CONSIGNE: Les affirmations suivantes sont-elles conformes à l’extrait sur les critiques républicains, plus bas ? Pour chacune, répondez par oui ou par non en citant mot pour mot le passage qui tranche : (a) en 1839, Jules Baget veut un art utile ; (b) d’après Thoré en 1835, les mécènes sont des artistes ; (c) Thoré s’appuie sur la philosophie de Saint-Simon.

EXTRAIT DE PAGE:
★ ★ ★ ★

Face aux fouriéristes, la position théorique des critiques républicains peut paraître platement utilitaire. Effectivement, l’exigence d’un art qui s’engage directement dans les problèmes du monde contemporain est très souvent énoncée dans la presse républicaine. Affichant un ton hautement moralisateur, bien des critiques républicains conçoivent la fonction sociale de l’art en termes essentiellement anecdotiques: le peintre est conjuré de mettre en scène les drames de la vie populaire, de condamner les puissants qui exploitent le prolétaire et de défendre les déshérités de la terre. C’est ainsi qu’en 1839, le critique Jules Baget demande que l’art soit “bon, utile, moral, national.”[ref]Jules Baget, “Salon de 1839,” Journal du peuple (14 avril 1839).[/ref] De telles priorités dirigent le discours critique de beaucoup de commentateurs, qui évoquent la mobilisation des arts pendant la période révolutionnaire pour fustiger une situation contemporaine dominée par des clients aisés, indifférents aux souffrances du peuple. Théophile Thoré décharge sa colère en 1835, en proclamant: “Du satin, des roses, des danses, des festins, grande tapisserie tout au plus bon à cacher les pleurs de trente million de prolétaires; voilà ce qu’il faut à nos mécènes, car nos mécènes sont des banquiers et des parvenus.”[ref]Anonyme [Théophile Thoré], “Exposition ambulante de tableaux contre-révolutionnaires et Salon de 1835. Boissy-d’Anglas à Nantes et Boissy-d’Anglas à Paris,” Le Réformateur (11 mars 1835).[/ref]
La constatation que le marché favorisait un art qui était indifférent, sinon carrément hostile, à tout engagement social encourage certains critiques à développer une position théorique plus apte à investir la langue des formes d’une signification morale. Thoré lui-même trouve dans la philosophie de Pierre Leroux une interprétation de la nature qui lui permet de modérer son soutien à un art explicitement social. Suivant Leroux, il avance une conception panthéiste de Dieu qui lui permet de voir dans l’acte même de représenter la nature un geste foncièrement moral. Avec sa perception aiguisée du monde qui l’entoure, l’artiste interprète la nature et lui donne une signification grâce aux ressources matérielles dont il dispose. Encore une fois, comme chez les Saint-Simoniens et les Fouriéristes, mais pour des raisons théoriques distinctes, l’effet moral – et mobilisateur – de l’image s’investit dans la forme, elle-même conçue comme élément pictural aux connotations en fin de compte politiques.

★ ★ ★ ★

DONNÉES ENREGISTRÉES:
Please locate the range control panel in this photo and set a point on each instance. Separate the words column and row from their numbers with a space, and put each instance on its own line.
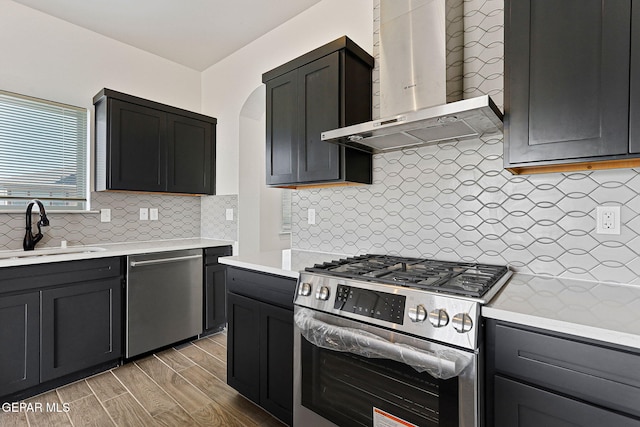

★ ★ ★ ★

RÉPONSE:
(a) Oui : « le critique Jules Baget demande que l’art soit “bon, utile, moral, national.” »
(b) Non : « nos mécènes sont des banquiers et des parvenus. »
(c) Non : « Thoré lui-même trouve dans la philosophie de Pierre Leroux une interprétation de la nature »